Extract each line from the listing below that contains the string "wheel".

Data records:
= = = = = = =

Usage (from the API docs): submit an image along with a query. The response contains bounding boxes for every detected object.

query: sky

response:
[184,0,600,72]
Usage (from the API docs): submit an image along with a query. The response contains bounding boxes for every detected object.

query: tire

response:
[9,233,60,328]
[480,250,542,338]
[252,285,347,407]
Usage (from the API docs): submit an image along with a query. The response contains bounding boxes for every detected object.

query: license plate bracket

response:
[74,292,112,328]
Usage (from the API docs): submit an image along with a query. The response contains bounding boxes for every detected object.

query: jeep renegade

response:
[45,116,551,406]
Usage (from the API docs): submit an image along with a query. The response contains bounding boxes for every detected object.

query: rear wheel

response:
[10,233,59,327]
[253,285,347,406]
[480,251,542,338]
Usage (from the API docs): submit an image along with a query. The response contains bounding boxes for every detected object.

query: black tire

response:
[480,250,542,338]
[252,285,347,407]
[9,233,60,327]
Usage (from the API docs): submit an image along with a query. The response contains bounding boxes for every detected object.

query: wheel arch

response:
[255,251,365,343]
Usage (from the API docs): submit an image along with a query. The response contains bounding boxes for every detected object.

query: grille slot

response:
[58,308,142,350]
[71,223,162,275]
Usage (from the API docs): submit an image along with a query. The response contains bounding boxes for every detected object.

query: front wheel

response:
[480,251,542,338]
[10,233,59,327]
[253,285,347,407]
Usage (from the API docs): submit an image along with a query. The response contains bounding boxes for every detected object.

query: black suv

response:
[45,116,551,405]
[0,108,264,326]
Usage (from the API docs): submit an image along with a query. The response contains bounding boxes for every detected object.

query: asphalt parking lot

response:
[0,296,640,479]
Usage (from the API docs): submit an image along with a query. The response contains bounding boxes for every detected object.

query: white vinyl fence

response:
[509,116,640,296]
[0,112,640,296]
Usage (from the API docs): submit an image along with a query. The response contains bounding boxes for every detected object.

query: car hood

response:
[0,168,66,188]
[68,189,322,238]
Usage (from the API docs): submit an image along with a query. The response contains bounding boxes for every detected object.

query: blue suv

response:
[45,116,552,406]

= = = = = = =

• The solution:
query: rear wheel
query: wheel arch
query: front wheel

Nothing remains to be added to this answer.